В эсхатологической этике н.а. бердяева
Проблема взаимоотношений нравственности и религии относится к числу излюбленных, постоянных тем философского творчества Н. Бердяева. Так или иначе, она присутствует на страницах практически каждого значительного по объему произведения философа, сопровождает мысль Бердяева в разные периоды его жизни. Как отмечает В.Н. Назаров, «…философское творчество Н.А. Бердяева … имеет ярко выраженную этическую доминанту»[223].
Среди произведений Бердяева, в которых представлены этические взгляды, особое место занимает работа 1931 г. «О назначении человека. Опыт парадоксальной этики». Это его единственная работа, полностью посвященная вопросам этики. При этом по оценке автора именно она позволяет судить о его «окончательной философии», является вершиной его творчества. В ней нашла наиболее полное отражение оригинальная этическая концепция Бердяева. При этом трактовка этического Бердяевым далеко выходит за рамки понимания этики в университетско-академической традиции, рассматривающей ее как область знания, предметом которой является мораль (или нравственность)[224]. Особенно ярким является контраст этических идей Бердяева с логицизмом университетской западной этики, развивавшейся в двадцатом веке, как отмечает А.А. Гусейнов, «…под существенным (быть может, определяющим) воздействием идеала научной рациональности»[225]. Работа Бердяева по характеру постановки и решения этических проблем противоположна основным установкам метаэтики, которая под влиянием неопозитивистской «философии логического анализа» сосредоточилась на анализе языка морали в ущерб раскрытию ее содержательной проблематики. Такое отступление от узкого, ограниченного теорией морали, понимания этики имеет собственную длительную историю в философской традиции, восходящую еще к Аристотелю (подразумевавшему под этикой наряду с наукой, теорией также этические произведения и этическую практику).
Название, выбранное Бердяевым для работы, суммирующей основы его мировоззрения, перекликается с названиями таких философских произведений, как «Этика, или познай самого себя» П. Абеляра и «Этика» Б. Спинозы. Расширение Бердяевым проблемного поля этики подчеркивают В.В. Бычков и В.Н. Назаров. На мой взгляд, сходный, расширительный подход (применительно не к этике, а к эстетике) мы имеем в творчестве А.Ф. Лосева, сосредоточившего свой исследовательский интерес на проблеме выражения (у Бердяева такое место при рассмотрении этики занимает проблема различения и оценивания).

> _ЛИСТИНГ_:

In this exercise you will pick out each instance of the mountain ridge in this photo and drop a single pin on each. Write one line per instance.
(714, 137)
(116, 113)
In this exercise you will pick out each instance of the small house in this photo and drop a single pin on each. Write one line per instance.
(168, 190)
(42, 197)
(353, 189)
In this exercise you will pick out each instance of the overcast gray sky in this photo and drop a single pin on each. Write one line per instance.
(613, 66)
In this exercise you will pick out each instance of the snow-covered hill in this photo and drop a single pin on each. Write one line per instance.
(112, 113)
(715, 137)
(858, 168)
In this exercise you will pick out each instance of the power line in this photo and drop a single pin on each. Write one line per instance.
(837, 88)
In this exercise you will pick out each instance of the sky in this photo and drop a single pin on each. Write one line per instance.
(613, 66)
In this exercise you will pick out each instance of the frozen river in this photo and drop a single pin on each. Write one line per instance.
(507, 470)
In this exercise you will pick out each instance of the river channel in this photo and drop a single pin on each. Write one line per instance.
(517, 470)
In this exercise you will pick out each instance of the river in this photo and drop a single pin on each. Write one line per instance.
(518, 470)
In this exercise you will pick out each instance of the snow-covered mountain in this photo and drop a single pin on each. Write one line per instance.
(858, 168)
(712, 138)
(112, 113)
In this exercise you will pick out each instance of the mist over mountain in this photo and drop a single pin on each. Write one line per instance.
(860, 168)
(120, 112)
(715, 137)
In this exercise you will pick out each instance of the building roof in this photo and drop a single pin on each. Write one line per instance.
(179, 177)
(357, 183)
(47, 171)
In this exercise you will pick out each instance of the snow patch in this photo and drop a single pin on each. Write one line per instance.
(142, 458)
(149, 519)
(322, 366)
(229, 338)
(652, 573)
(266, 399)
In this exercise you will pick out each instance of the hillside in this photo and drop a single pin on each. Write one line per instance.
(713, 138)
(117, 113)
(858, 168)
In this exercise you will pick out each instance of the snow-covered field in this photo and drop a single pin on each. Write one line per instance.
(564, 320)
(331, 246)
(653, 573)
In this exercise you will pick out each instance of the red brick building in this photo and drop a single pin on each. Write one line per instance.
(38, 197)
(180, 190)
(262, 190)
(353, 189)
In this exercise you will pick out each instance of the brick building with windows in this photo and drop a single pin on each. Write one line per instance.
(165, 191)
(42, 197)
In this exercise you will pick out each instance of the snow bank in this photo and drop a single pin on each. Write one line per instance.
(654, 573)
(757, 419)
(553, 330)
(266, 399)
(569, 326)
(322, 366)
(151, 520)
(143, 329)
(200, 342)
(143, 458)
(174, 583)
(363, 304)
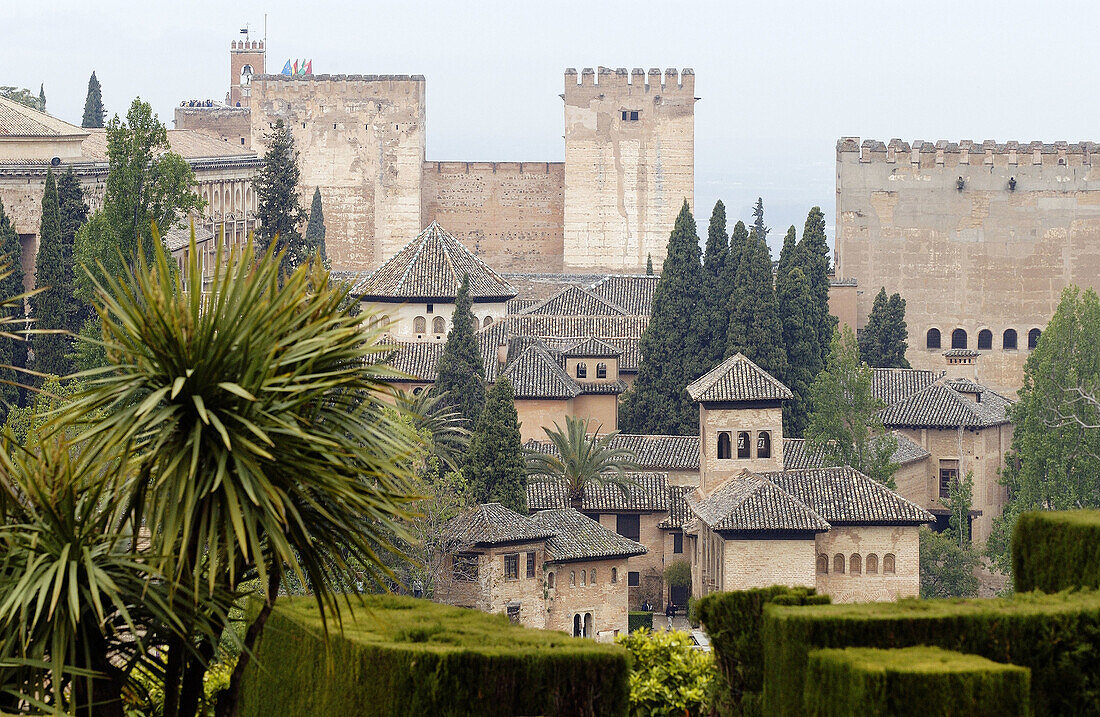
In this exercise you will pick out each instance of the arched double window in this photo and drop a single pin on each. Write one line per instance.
(725, 451)
(763, 444)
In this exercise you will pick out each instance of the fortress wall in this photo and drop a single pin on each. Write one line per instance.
(361, 140)
(509, 213)
(990, 255)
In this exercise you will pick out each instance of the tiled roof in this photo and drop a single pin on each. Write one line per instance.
(634, 293)
(578, 537)
(845, 496)
(737, 379)
(574, 301)
(749, 503)
(593, 348)
(891, 385)
(431, 266)
(492, 524)
(647, 493)
(679, 513)
(941, 406)
(535, 374)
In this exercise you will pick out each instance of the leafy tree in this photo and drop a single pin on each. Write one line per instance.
(48, 307)
(278, 209)
(496, 471)
(580, 459)
(1055, 459)
(884, 339)
(460, 374)
(315, 229)
(845, 423)
(94, 112)
(674, 343)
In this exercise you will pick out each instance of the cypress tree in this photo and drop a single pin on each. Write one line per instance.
(672, 346)
(47, 308)
(496, 471)
(94, 112)
(461, 373)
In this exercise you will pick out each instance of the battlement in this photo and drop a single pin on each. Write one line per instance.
(966, 152)
(606, 79)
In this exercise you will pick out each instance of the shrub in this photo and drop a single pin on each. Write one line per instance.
(911, 682)
(409, 657)
(1055, 636)
(638, 620)
(1053, 551)
(668, 675)
(733, 621)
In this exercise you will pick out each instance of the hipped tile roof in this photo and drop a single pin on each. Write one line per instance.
(737, 379)
(578, 537)
(431, 266)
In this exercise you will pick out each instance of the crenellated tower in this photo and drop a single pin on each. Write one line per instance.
(629, 164)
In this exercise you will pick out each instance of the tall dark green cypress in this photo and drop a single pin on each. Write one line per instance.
(672, 346)
(94, 112)
(496, 471)
(461, 372)
(47, 308)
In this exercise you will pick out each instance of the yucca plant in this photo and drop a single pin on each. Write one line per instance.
(580, 460)
(253, 417)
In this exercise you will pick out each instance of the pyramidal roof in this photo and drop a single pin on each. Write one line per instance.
(431, 266)
(737, 379)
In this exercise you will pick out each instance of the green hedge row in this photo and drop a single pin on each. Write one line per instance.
(1053, 551)
(1056, 636)
(912, 682)
(638, 620)
(399, 655)
(733, 621)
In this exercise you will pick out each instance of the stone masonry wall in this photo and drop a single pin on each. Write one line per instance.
(361, 140)
(993, 254)
(509, 213)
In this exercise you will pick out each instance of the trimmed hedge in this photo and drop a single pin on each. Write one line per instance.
(1056, 636)
(638, 620)
(733, 621)
(912, 682)
(1053, 551)
(399, 655)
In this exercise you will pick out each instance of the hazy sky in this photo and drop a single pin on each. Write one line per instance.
(779, 81)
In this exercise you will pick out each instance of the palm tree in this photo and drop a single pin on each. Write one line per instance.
(581, 460)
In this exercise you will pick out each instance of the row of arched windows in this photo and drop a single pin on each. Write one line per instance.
(744, 444)
(857, 564)
(959, 339)
(582, 370)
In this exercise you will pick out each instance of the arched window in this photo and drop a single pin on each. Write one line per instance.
(763, 444)
(743, 445)
(724, 445)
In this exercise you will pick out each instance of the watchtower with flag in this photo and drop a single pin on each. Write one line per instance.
(246, 58)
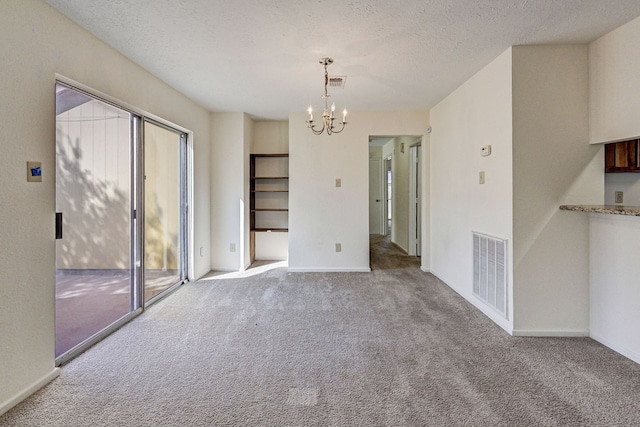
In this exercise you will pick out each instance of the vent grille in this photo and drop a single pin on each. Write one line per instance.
(490, 271)
(337, 82)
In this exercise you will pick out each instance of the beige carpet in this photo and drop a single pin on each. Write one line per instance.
(393, 347)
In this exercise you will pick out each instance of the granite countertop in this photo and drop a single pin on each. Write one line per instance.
(605, 209)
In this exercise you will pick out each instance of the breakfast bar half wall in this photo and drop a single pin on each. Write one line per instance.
(614, 276)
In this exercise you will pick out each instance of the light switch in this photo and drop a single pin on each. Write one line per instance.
(619, 197)
(34, 171)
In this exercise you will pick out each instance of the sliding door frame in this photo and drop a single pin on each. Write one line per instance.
(184, 211)
(138, 118)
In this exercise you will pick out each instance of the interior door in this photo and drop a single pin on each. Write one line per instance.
(376, 197)
(164, 208)
(415, 189)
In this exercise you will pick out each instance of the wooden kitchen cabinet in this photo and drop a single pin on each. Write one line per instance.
(622, 156)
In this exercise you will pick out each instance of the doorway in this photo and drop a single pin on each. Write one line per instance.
(400, 158)
(120, 240)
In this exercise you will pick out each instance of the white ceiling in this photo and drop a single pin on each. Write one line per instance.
(261, 57)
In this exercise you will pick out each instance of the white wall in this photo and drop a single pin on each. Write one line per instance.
(229, 190)
(37, 43)
(615, 294)
(270, 137)
(476, 114)
(614, 61)
(553, 164)
(628, 183)
(321, 215)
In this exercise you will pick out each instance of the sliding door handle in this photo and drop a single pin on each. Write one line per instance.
(58, 225)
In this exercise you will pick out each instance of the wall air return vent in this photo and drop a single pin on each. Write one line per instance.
(490, 271)
(337, 82)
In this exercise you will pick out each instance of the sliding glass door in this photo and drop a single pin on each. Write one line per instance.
(164, 208)
(121, 185)
(95, 281)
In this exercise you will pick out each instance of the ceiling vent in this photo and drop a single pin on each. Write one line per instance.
(337, 82)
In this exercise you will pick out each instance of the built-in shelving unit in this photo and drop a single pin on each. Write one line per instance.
(269, 199)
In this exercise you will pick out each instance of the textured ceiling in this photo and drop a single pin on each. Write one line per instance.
(261, 57)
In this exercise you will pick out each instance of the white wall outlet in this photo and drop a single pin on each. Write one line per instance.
(619, 197)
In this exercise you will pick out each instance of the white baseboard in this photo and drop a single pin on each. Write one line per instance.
(5, 406)
(550, 333)
(327, 270)
(626, 352)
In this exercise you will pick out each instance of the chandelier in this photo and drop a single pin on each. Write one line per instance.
(327, 115)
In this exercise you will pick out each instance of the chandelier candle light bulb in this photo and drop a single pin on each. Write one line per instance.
(327, 114)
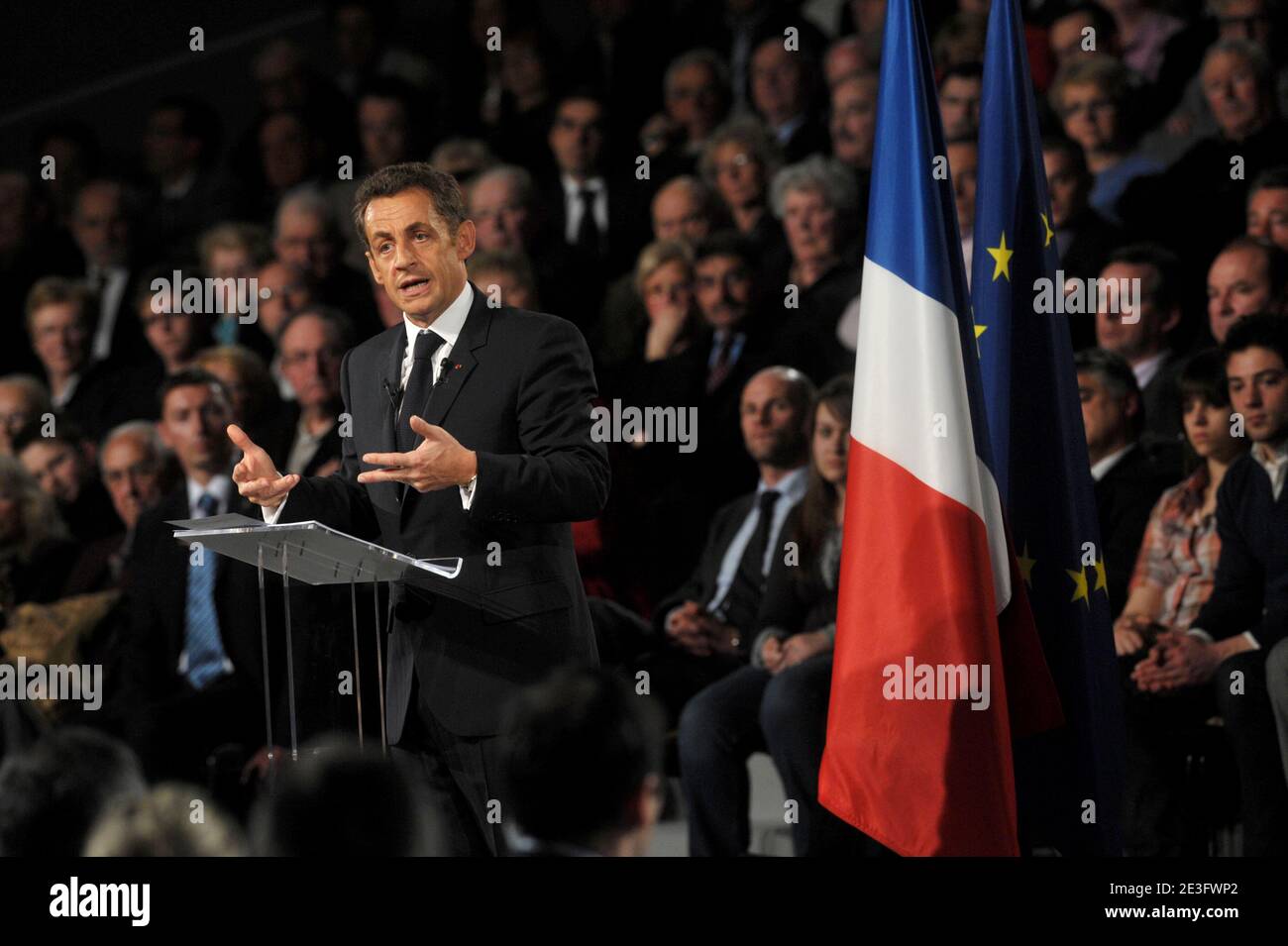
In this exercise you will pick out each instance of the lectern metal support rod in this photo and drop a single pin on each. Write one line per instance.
(357, 668)
(263, 637)
(380, 666)
(290, 650)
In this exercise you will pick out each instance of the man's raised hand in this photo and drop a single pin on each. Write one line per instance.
(256, 475)
(438, 461)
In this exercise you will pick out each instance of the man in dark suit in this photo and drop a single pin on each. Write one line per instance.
(102, 229)
(702, 630)
(1144, 336)
(1083, 237)
(471, 437)
(1245, 618)
(310, 345)
(1127, 482)
(600, 218)
(711, 372)
(194, 671)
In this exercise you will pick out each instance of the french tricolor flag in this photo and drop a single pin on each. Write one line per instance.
(928, 587)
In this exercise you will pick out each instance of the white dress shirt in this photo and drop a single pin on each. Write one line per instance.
(572, 202)
(791, 490)
(223, 489)
(114, 280)
(1106, 464)
(449, 327)
(1147, 368)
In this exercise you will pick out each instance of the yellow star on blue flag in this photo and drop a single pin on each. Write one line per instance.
(1003, 259)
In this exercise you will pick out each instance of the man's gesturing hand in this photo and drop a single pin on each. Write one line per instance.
(256, 475)
(438, 461)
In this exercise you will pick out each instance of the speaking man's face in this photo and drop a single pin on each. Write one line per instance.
(413, 255)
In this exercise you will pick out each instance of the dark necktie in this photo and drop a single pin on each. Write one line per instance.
(720, 369)
(419, 385)
(588, 231)
(201, 622)
(742, 600)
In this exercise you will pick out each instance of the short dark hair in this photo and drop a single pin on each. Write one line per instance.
(411, 175)
(343, 802)
(1203, 377)
(1276, 262)
(1270, 179)
(1261, 330)
(579, 748)
(725, 244)
(1060, 145)
(1113, 370)
(52, 793)
(962, 69)
(340, 323)
(1163, 289)
(189, 377)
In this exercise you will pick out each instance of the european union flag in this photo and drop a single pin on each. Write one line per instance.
(1069, 782)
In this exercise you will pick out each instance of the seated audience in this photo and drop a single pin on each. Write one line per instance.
(160, 824)
(583, 766)
(1127, 481)
(1245, 617)
(778, 703)
(62, 461)
(52, 793)
(1140, 335)
(1173, 578)
(37, 550)
(1244, 278)
(22, 400)
(338, 802)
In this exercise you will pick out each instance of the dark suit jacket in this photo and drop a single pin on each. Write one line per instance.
(518, 392)
(1164, 434)
(278, 437)
(1250, 589)
(156, 597)
(1125, 497)
(627, 223)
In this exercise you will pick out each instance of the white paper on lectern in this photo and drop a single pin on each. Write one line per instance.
(231, 524)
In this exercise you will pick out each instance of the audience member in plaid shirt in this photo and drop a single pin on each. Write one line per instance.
(1175, 575)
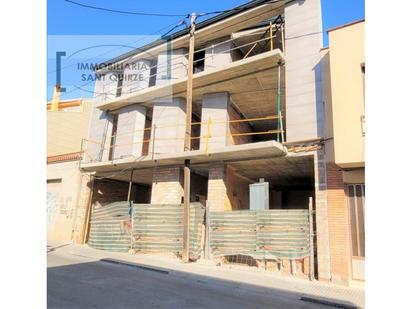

> _ЗАДАНИЕ A_: Перепишите из отрывка об этике Бердяева фрагмент от слов «Название, выбранное Бердяевым» до слов «различения и оценивания).» включительно.
> _ЗАДАНИЕ B_: Отберите из листинга все строки, где встречается слово «brick», с учетом регистра букв.

> _ОТВЕТ A_:
Название, выбранное Бердяевым для работы, суммирующей основы его мировоззрения, перекликается с названиями таких философских произведений, как «Этика, или познай самого себя» П. Абеляра и «Этика» Б. Спинозы. Расширение Бердяевым проблемного поля этики подчеркивают В.В. Бычков и В.Н. Назаров. На мой взгляд, сходный, расширительный подход (применительно не к этике, а к эстетике) мы имеем в творчестве А.Ф. Лосева, сосредоточившего свой исследовательский интерес на проблеме выражения (у Бердяева такое место при рассмотрении этики занимает проблема различения и оценивания).

> _ОТВЕТ B_:
In this exercise you will pick out each instance of the red brick building in this photo and drop a single pin on each. Write one line per instance.
In this exercise you will pick out each instance of the brick building with windows in this photo and drop a single pin on each. Write one line per instance.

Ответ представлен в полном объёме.